大牛们看过来：system design讨论 - JobHunting版

本页内容为未名空间相应帖子的节选和存档，一周内的贴子最多显示50字，超过一周显示500字访问原贴

JobHunting版 - 大牛们看过来：system design讨论

相关主题
● 非常常见的面试题：数据太多，用MySQL查询太慢该怎么办？	● 初学者求前辈指导SQL学习资料
● [转]Alibaba全球招华人技术牛人！！！ (转载)	● Q：实现上一个，下一个，产品功能
● 请教Amazon选组	● 从就业市场需求看，数据库学哪一个？谢谢
● ［内推］HERE map 西雅图/芝加哥office 高薪急召多个核心研发	● 有公司用Oracle吗
● 这里CS的大侠多,我想请教一个DATABASE的问题	● Job Opening: Windows Software Engineer
● 零起点Oracle/MySQL/Weblogic培训，可以帮助中文专业的女生拿到9万美金的专业工作！	● My Microsoft Phone Interview
● Java必然败在oracle身上 (转载)	● 为什么FACEBOOK 的面试都是问算法呢？而不是PHP MYSQL?
● DBA position (Oracle/MySQL/Mongo) in Los Angeles, CA (转载)	● 请教：哪里去找 IT Telecommute 工作呢？

相关话题的讨论汇总
话题: oracle话题: service话题: db话题: mysql话题: entities

进入JobHunting版参与讨论

(共1页)

b********r
发帖数: 620

我现在准备上的一个项目，没有什么头绪，或者说是头绪太多。恳请大牛斧正和指教。
现在开发环境是C/C++,Oracle.下面用英语，描述起来方便些。
there are 2 services, service_a and service_b.
service_a majorly does calculation for the given entity. after that if the
calculated result is different to what's persisted in Oracle DB, then update
the corresponding rows for the given entity in Oracle DB. entities are
received continuously from some queuing services.
service_b majorly does read from Oracle DB periodically, let us say every 4
hours. it basically reads all updated entities done by service_a
in the past 4 hours, then outputs them in a certain text file format to
Amazon's S3 for storage.

> _所给材料_:
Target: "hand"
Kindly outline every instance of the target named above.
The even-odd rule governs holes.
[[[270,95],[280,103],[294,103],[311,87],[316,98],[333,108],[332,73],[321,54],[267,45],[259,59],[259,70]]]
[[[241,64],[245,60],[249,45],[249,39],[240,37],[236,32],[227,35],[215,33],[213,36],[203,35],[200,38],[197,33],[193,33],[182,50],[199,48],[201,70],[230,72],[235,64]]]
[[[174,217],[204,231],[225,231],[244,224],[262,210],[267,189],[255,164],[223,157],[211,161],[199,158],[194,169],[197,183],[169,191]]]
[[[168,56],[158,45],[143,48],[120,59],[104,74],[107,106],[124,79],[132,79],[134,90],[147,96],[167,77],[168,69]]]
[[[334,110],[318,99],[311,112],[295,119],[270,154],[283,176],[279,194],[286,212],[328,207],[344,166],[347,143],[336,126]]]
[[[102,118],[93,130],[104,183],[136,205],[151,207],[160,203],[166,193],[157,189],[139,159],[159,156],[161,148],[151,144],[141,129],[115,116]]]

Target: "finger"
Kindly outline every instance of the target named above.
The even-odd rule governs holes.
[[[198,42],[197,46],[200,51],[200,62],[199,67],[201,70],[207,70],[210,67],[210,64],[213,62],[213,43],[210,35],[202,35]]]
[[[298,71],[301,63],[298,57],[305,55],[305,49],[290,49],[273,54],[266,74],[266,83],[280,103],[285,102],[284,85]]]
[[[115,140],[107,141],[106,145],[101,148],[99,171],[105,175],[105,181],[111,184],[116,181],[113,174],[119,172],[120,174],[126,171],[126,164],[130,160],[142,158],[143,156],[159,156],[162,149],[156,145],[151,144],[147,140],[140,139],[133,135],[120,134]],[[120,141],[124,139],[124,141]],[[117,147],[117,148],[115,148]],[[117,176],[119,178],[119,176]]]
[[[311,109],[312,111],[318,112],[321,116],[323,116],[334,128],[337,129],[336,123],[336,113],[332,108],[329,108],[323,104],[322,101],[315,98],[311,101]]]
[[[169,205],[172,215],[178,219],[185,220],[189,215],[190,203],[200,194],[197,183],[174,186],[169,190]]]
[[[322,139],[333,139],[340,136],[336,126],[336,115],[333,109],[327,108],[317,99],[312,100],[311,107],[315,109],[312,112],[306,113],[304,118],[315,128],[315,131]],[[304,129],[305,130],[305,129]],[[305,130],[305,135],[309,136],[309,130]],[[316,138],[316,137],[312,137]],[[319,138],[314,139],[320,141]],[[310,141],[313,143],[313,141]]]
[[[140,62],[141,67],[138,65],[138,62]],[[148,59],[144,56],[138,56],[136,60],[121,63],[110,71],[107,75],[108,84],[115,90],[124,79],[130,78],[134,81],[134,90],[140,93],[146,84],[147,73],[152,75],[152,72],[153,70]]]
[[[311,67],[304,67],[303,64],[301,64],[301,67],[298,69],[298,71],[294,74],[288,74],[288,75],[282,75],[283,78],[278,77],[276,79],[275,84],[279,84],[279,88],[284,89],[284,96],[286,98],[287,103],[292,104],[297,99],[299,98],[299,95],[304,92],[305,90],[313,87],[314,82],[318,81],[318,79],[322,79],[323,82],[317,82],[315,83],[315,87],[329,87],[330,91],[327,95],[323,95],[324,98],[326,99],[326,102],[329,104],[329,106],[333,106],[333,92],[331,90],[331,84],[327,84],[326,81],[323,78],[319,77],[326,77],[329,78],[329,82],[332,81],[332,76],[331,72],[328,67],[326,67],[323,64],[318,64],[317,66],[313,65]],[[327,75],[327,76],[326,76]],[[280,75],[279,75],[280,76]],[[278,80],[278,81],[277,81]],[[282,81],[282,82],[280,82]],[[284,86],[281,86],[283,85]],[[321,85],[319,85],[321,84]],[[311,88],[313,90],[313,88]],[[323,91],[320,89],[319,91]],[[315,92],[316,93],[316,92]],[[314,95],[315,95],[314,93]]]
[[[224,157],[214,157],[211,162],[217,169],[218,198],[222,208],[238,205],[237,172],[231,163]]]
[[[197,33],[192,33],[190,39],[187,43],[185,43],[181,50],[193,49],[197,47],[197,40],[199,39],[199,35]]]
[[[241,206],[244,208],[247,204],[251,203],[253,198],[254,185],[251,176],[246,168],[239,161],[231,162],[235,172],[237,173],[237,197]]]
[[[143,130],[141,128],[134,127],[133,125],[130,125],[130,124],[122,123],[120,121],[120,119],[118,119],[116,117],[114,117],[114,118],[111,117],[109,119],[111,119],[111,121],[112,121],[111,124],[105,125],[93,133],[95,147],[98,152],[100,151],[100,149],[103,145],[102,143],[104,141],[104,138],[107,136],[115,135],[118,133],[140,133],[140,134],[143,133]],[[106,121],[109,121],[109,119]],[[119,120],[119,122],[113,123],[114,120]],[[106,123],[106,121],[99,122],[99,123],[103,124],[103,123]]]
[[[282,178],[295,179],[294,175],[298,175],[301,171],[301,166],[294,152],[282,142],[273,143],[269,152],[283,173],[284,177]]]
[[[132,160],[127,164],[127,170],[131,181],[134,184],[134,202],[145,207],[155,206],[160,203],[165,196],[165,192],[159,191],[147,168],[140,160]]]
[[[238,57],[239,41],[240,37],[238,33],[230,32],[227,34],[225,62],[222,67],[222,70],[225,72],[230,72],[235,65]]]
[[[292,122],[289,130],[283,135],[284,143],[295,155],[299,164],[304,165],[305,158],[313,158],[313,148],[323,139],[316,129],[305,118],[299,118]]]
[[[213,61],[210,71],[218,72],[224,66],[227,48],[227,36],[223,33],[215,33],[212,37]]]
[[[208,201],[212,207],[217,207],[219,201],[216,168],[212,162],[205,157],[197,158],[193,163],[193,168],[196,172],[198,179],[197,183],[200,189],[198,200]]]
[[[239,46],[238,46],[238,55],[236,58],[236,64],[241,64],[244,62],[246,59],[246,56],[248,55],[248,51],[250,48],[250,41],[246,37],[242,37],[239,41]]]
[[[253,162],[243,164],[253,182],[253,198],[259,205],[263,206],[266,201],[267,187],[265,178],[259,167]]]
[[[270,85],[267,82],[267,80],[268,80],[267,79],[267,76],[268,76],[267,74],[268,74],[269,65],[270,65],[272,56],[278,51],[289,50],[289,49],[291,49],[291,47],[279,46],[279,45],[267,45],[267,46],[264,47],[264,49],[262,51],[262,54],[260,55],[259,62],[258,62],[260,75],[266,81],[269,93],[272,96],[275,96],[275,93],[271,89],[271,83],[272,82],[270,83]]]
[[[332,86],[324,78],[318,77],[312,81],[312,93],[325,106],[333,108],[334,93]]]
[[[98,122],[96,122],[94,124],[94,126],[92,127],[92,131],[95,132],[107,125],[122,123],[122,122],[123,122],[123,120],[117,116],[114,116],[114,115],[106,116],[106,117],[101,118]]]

> _题目_:
请把节选中以“我现在准备上的一个项目”开头的那段帖子改写成简短的要点列表，保留其主要事实。

> _本题答案_:
- 发帖人即将参与一个项目，目前没有头绪（或头绪太多），希望得到指教。
- 开发环境为 C/C++ 和 Oracle。
- 系统有两个服务：service_a 和 service_b。
- service_a：从队列服务持续接收实体，对给定实体进行计算；如果计算结果与 Oracle 数据库中已存的不同，就更新该实体在库中的对应行。
- service_b：定期（例如每 4 小时）读取 Oracle 数据库，取出过去 4 小时内由 service_a 更新的所有实体，以某种文本文件格式输出到 Amazon S3 存储。